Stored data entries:

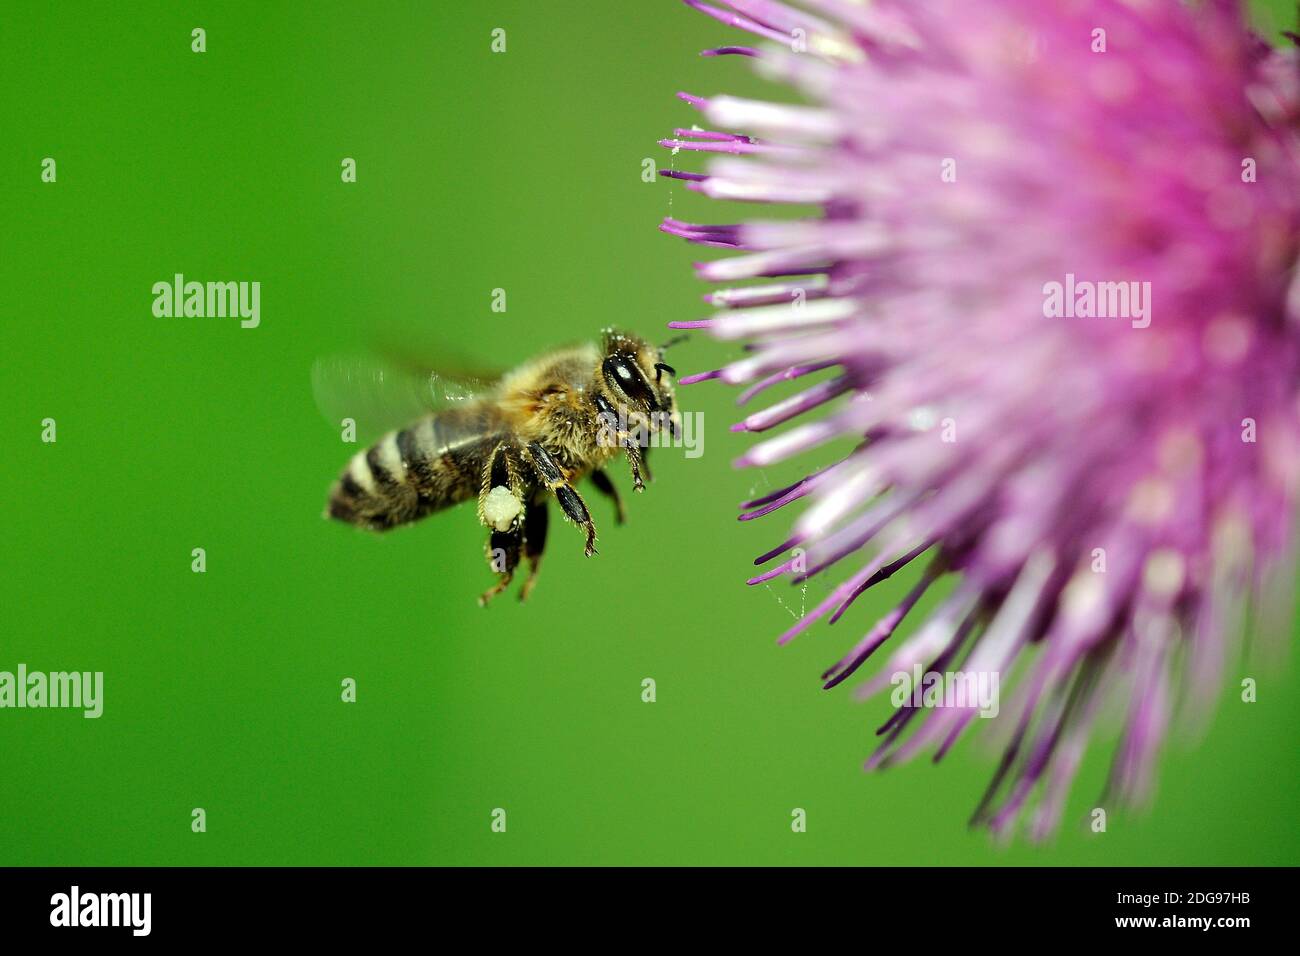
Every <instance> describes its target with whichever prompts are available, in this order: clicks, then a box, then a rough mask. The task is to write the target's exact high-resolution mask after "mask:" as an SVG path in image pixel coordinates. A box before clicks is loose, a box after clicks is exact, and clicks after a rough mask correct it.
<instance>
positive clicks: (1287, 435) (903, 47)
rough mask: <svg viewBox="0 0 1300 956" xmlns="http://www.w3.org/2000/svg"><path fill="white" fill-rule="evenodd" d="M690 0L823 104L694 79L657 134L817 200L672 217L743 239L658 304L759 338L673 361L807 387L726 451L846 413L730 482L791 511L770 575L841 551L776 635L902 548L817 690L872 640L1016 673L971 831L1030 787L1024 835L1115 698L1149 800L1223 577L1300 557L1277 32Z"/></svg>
mask: <svg viewBox="0 0 1300 956" xmlns="http://www.w3.org/2000/svg"><path fill="white" fill-rule="evenodd" d="M686 3H688V5H689V7H693V8H695V9H698V10H701V12H703V13H706V14H708V16H711V17H714V18H716V20H720V21H723V22H725V23H729V25H732V26H736V27H741V29H744V30H748V31H749V33H750V34H754V35H757V36H758V38H761V40H762V43H761V44H758V46H744V47H722V48H718V49H712V51H705V55H706V56H707V55H727V53H729V55H740V56H748V57H753V59H754V62H755V64H757V65H758V68H759V70H761V72H762V73H763V74H766V75H767V77H770V78H775V79H777V81H781V82H785V83H789V85H790V86H793V87H794V88H797V90H798V91H801V92H802V95H803V96H805V98H806V99H807V100H809V101H810V103H809V104H807V105H781V104H776V103H766V101H757V100H748V99H740V98H735V96H725V95H722V96H708V98H702V96H693V95H689V94H680V96H681V99H684V100H685V101H686V103H688V104H690V105H692V107H693V108H695V109H697V111H698V112H699V113H701V114H702V124H703V126H705V127H701V126H699V125H694V126H690V127H689V129H679V130H677V131H676V134H675V137H673V138H671V139H667V140H663V144H664V146H667V147H669V148H672V150H675V151H695V152H703V153H715V156H712V157H711V163H708V164H707V165H706V166H705V169H702V170H701V172H680V170H677V169H671V170H666V172H664V173H663V174H664V176H668V177H672V178H676V179H681V181H684V185H685V187H686V189H690V190H693V191H695V193H699V194H703V195H706V196H711V198H714V199H728V200H745V202H757V203H788V204H797V206H803V207H806V208H811V209H813V215H807V216H806V217H802V219H798V217H794V219H792V217H789V216H787V217H784V219H780V220H770V221H764V220H759V221H746V222H742V224H731V225H701V224H690V222H684V221H680V220H676V219H667V220H664V222H663V225H662V229H663V230H664V232H667V233H669V234H672V235H679V237H682V238H685V239H688V241H690V242H694V243H699V245H702V246H708V247H718V248H725V250H732V251H735V252H737V254H738V255H733V256H729V258H722V259H718V260H714V261H708V263H702V264H698V265H697V272H698V274H699V276H701V277H702V278H705V280H708V281H712V282H720V284H725V287H720V289H716V290H715V291H712V293H710V294H708V295H706V300H707V302H708V303H711V304H712V306H716V307H718V310H719V311H718V312H716V313H715V315H714V316H712V317H708V319H703V320H698V321H679V323H672V325H673V328H703V329H707V330H708V332H710V334H711V336H714V337H716V338H719V339H724V341H729V342H738V343H744V346H745V352H744V355H742V358H740V359H738V360H736V362H733V363H732V364H728V365H727V367H724V368H720V369H716V371H711V372H705V373H701V375H694V376H689V377H686V378H682V380H681V381H682V384H686V382H690V381H702V380H707V378H719V380H722V381H724V382H728V384H748V386H749V388H748V389H746V390H745V392H744V393H742V394H741V395H740V402H741V403H746V402H749V401H750V399H753V398H755V397H757V395H759V394H761V393H764V392H767V390H768V389H770V388H772V386H774V385H779V384H781V382H789V381H793V380H803V382H800V384H801V386H803V388H802V389H801V390H798V392H796V393H794V394H792V395H789V397H787V398H783V399H781V401H777V402H775V403H772V405H768V406H767V407H766V408H763V410H761V411H753V412H750V414H748V415H746V416H745V418H744V419H742V420H741V421H740V423H738V424H736V425H735V427H733V431H741V432H755V433H761V432H767V431H768V429H772V428H776V427H779V425H787V428H784V429H781V431H780V432H779V433H777V434H775V437H767V438H764V440H763V441H761V442H759V444H757V445H753V446H751V447H750V449H749V450H748V451H746V454H745V455H744V457H742V458H741V459H740V464H745V466H771V464H774V463H777V462H785V460H787V459H792V458H794V457H797V455H801V454H802V453H806V451H810V450H813V449H819V447H822V446H824V445H826V444H827V442H831V441H833V440H837V438H850V440H853V442H854V447H853V450H852V451H850V453H849V454H848V455H846V457H844V458H842V459H841V460H837V462H835V463H833V464H831V466H829V467H824V468H820V470H818V471H814V472H813V473H809V475H807V476H806V477H803V479H801V480H798V481H796V483H794V484H792V485H789V486H787V488H781V489H780V490H776V492H772V493H771V494H767V496H764V497H761V498H757V499H754V501H749V502H745V503H744V505H742V506H741V507H742V514H741V516H740V518H741V520H750V519H755V518H759V516H763V515H770V514H772V512H775V511H777V510H780V509H784V507H785V506H788V505H790V503H793V502H797V501H801V502H802V503H803V506H806V507H803V510H802V512H801V514H800V516H798V518H797V519H796V520H794V522H793V532H792V533H790V535H789V536H788V537H787V538H785V540H784V541H783V542H781V544H780V545H779V546H776V548H774V549H772V550H771V551H768V553H767V554H763V555H761V557H759V558H758V561H757V562H755V563H757V564H770V567H768V568H767V570H764V571H762V572H761V574H759V575H758V576H755V578H753V579H751V580H750V583H751V584H754V583H761V581H767V580H771V579H775V578H789V579H793V580H794V581H796V583H801V581H805V580H807V579H809V578H813V576H815V575H823V574H826V575H833V576H835V585H833V588H831V591H829V594H828V596H827V597H826V600H824V601H822V602H820V604H818V605H816V607H815V609H813V610H811V611H810V613H809V614H806V615H805V617H803V618H802V619H800V620H798V623H797V624H796V626H794V627H792V628H790V630H789V631H788V632H787V633H785V635H784V636H783V637H781V640H783V641H785V640H789V639H792V637H794V636H796V635H798V633H801V632H803V631H806V630H807V628H809V627H810V626H813V624H814V622H818V620H820V619H823V618H828V619H829V620H831V622H835V620H837V619H840V618H842V617H844V615H845V614H846V611H848V610H849V609H850V607H852V606H853V604H854V601H855V600H857V598H858V597H859V596H861V594H862V593H863V592H865V591H866V589H868V588H871V587H872V585H875V584H878V583H881V581H884V580H887V579H889V578H891V576H892V575H893V574H894V572H897V571H898V570H900V568H902V567H904V566H906V564H909V563H910V562H914V561H918V559H919V566H923V571H922V574H920V576H919V581H918V583H917V584H915V587H913V588H911V589H910V591H909V592H907V593H906V594H905V596H904V597H902V600H901V602H900V604H898V605H897V607H896V609H894V610H893V611H891V613H889V614H887V615H885V617H884V618H883V619H881V620H880V622H878V623H876V624H875V626H874V627H871V628H870V630H867V631H866V633H865V636H863V637H862V639H861V640H859V641H858V643H857V644H855V645H854V646H853V648H852V649H850V650H849V652H848V653H846V654H845V656H844V657H842V659H840V661H839V662H837V663H836V665H835V666H832V667H831V669H829V670H828V671H827V672H826V675H824V678H826V685H827V687H828V688H829V687H833V685H836V684H839V683H840V682H842V680H845V679H846V678H849V676H850V675H852V674H853V672H854V671H855V670H857V669H858V667H859V666H861V665H862V663H863V662H865V661H866V659H867V658H868V657H870V656H871V654H872V653H875V652H878V650H881V649H885V652H887V653H889V658H888V662H887V666H885V667H884V669H883V671H881V672H880V676H878V678H875V679H872V680H871V682H867V683H866V684H865V687H863V688H862V691H863V696H866V695H867V693H874V692H879V691H880V689H883V688H884V687H885V685H888V683H889V680H891V675H894V674H898V672H909V671H913V669H915V667H923V669H926V670H927V672H931V671H933V672H943V671H945V670H948V669H954V667H959V669H961V671H963V672H967V674H985V672H991V674H1001V675H1005V676H1009V675H1011V674H1013V669H1014V678H1015V680H1014V688H1013V693H1011V695H1010V696H1009V697H1008V704H1005V705H1004V706H1002V714H1001V717H1000V718H998V721H997V723H998V724H1002V727H1004V728H1005V730H1006V736H1008V741H1009V743H1008V745H1006V750H1005V754H1004V757H1002V761H1001V763H1000V766H998V767H997V771H996V774H995V778H993V780H992V783H991V784H989V788H988V792H987V793H985V796H984V799H983V801H980V804H979V806H978V809H976V810H975V816H974V818H972V823H982V825H987V826H989V827H991V829H992V830H995V831H1009V830H1010V829H1011V827H1013V825H1014V823H1015V821H1017V819H1018V818H1019V817H1021V814H1022V812H1024V813H1028V812H1030V810H1028V808H1034V809H1032V814H1030V816H1031V819H1030V823H1031V830H1032V832H1034V834H1035V835H1037V836H1043V835H1047V834H1049V832H1050V831H1053V830H1054V829H1056V826H1057V825H1058V821H1060V816H1061V808H1062V804H1063V801H1065V797H1066V795H1067V791H1069V788H1070V784H1071V780H1073V778H1074V774H1075V771H1076V769H1078V765H1079V762H1080V760H1082V757H1083V753H1084V750H1086V748H1087V745H1088V740H1089V737H1091V736H1092V735H1093V732H1095V724H1096V723H1097V717H1099V714H1101V713H1106V711H1108V710H1110V709H1112V708H1118V713H1119V715H1121V717H1119V727H1118V744H1117V747H1115V752H1114V760H1113V766H1112V773H1110V780H1109V783H1108V793H1106V796H1105V799H1108V800H1112V799H1113V800H1114V801H1115V803H1119V804H1123V803H1136V801H1139V800H1141V799H1143V797H1145V796H1147V793H1148V790H1149V786H1151V778H1152V769H1153V763H1154V761H1156V757H1157V753H1158V749H1160V747H1161V741H1162V739H1164V736H1165V735H1166V730H1167V728H1169V724H1170V722H1187V721H1190V719H1191V718H1192V715H1193V714H1195V713H1196V711H1195V706H1193V705H1196V704H1201V705H1204V704H1208V702H1210V701H1212V700H1213V697H1214V695H1216V692H1217V689H1218V687H1219V683H1221V674H1222V665H1223V661H1225V656H1226V654H1227V653H1229V650H1230V649H1231V645H1232V643H1234V636H1235V633H1236V631H1238V611H1239V609H1240V605H1242V604H1244V602H1247V601H1249V600H1251V598H1253V597H1258V596H1260V594H1262V593H1264V591H1265V589H1266V585H1268V584H1269V581H1270V580H1273V578H1274V576H1277V578H1279V579H1281V580H1288V578H1287V571H1286V561H1287V554H1288V550H1290V536H1291V515H1292V505H1294V498H1295V492H1296V481H1297V470H1300V429H1297V415H1296V412H1297V394H1296V390H1297V385H1300V333H1297V325H1296V323H1297V321H1300V285H1297V284H1296V282H1295V281H1294V280H1295V276H1296V271H1295V265H1296V258H1297V248H1300V246H1297V242H1300V161H1297V160H1300V150H1297V142H1296V129H1297V118H1300V73H1297V60H1296V57H1295V55H1294V51H1288V52H1286V53H1282V52H1278V53H1271V52H1270V49H1269V48H1268V47H1266V46H1265V44H1264V43H1262V42H1260V40H1258V39H1257V38H1255V36H1253V35H1252V34H1251V33H1249V30H1248V29H1247V26H1245V23H1244V18H1243V10H1242V9H1240V8H1242V4H1238V3H1235V1H1230V0H1210V1H1206V3H1195V4H1193V3H1180V1H1178V0H1147V1H1144V3H1138V1H1136V0H1128V1H1127V3H1123V1H1121V0H1092V1H1089V3H1071V1H1069V0H1056V1H1044V0H997V1H991V3H980V4H972V3H965V0H911V1H910V3H902V1H901V0H900V1H891V0H878V1H876V3H870V4H866V3H862V4H859V3H850V1H849V0H805V7H803V8H798V9H797V8H794V7H790V5H787V4H783V3H774V1H772V0H729V3H727V5H725V7H727V8H725V9H724V8H719V7H710V5H707V4H705V3H699V1H698V0H686ZM676 165H680V163H675V166H676ZM749 280H759V281H757V282H749ZM806 382H814V384H806ZM805 385H806V386H805ZM779 559H780V561H779ZM772 562H777V563H775V564H772ZM948 576H952V587H950V591H949V592H948V593H946V596H945V597H943V600H941V601H940V602H939V604H937V606H936V609H935V610H933V613H932V614H930V617H928V619H926V620H923V622H920V623H919V624H917V626H914V627H911V628H910V631H909V632H907V635H906V636H905V635H904V633H902V631H904V628H901V624H902V620H904V618H905V617H906V615H907V614H909V611H910V610H911V609H913V607H914V606H915V605H917V602H918V601H919V600H920V597H922V594H923V593H924V592H926V589H927V588H930V587H931V585H932V584H933V583H935V581H937V580H941V579H945V578H948ZM1002 685H1004V687H1005V685H1006V682H1005V680H1004V682H1002ZM974 717H975V709H974V708H972V706H970V705H969V704H967V705H966V706H956V708H932V709H930V708H924V706H913V705H911V704H907V705H904V706H901V708H898V709H897V710H894V713H893V714H892V717H891V718H889V721H888V722H885V724H884V726H883V727H881V728H880V732H881V734H883V737H884V739H883V741H881V745H880V748H879V749H878V750H876V752H875V753H874V754H872V756H871V758H870V760H868V762H867V766H868V767H876V766H883V765H887V763H889V762H892V761H896V760H901V758H905V757H909V756H911V754H914V753H917V752H918V750H926V749H932V750H933V753H935V757H936V760H937V758H939V757H940V756H943V754H944V753H945V752H946V750H948V749H949V748H950V747H952V745H953V743H954V741H956V740H957V739H958V736H959V735H962V732H963V730H966V728H967V727H969V726H970V724H971V722H972V718H974Z"/></svg>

**Exercise aim:**
Reproduce the stretch of the listing from its start through the line containing "rough mask: <svg", replacing "rough mask" with "coarse mask" and leaving everything else unchanged. Omit the pictures from the result.

**Solution to this task:**
Every <instance> describes its target with whichever prompts are available, in this order: clicks, then a box, then a coarse mask. The task is to write the target's exact high-resolution mask after "mask:" as an SVG path in image pixel coordinates. A box before clicks is loose, a box after clicks is exact, and clicks after a coarse mask correct it.
<instance>
positive clicks: (1287, 435) (903, 47)
coarse mask: <svg viewBox="0 0 1300 956" xmlns="http://www.w3.org/2000/svg"><path fill="white" fill-rule="evenodd" d="M690 0L823 104L694 79L657 134L817 200L672 217L743 239L658 304L759 338L673 361L807 387L726 451L846 413L730 482L791 511L770 575L841 551L776 635L902 548L817 690L872 640L1016 673L971 831L1030 787L1024 835L1115 698L1149 800L1223 577L1300 557L1277 32Z"/></svg>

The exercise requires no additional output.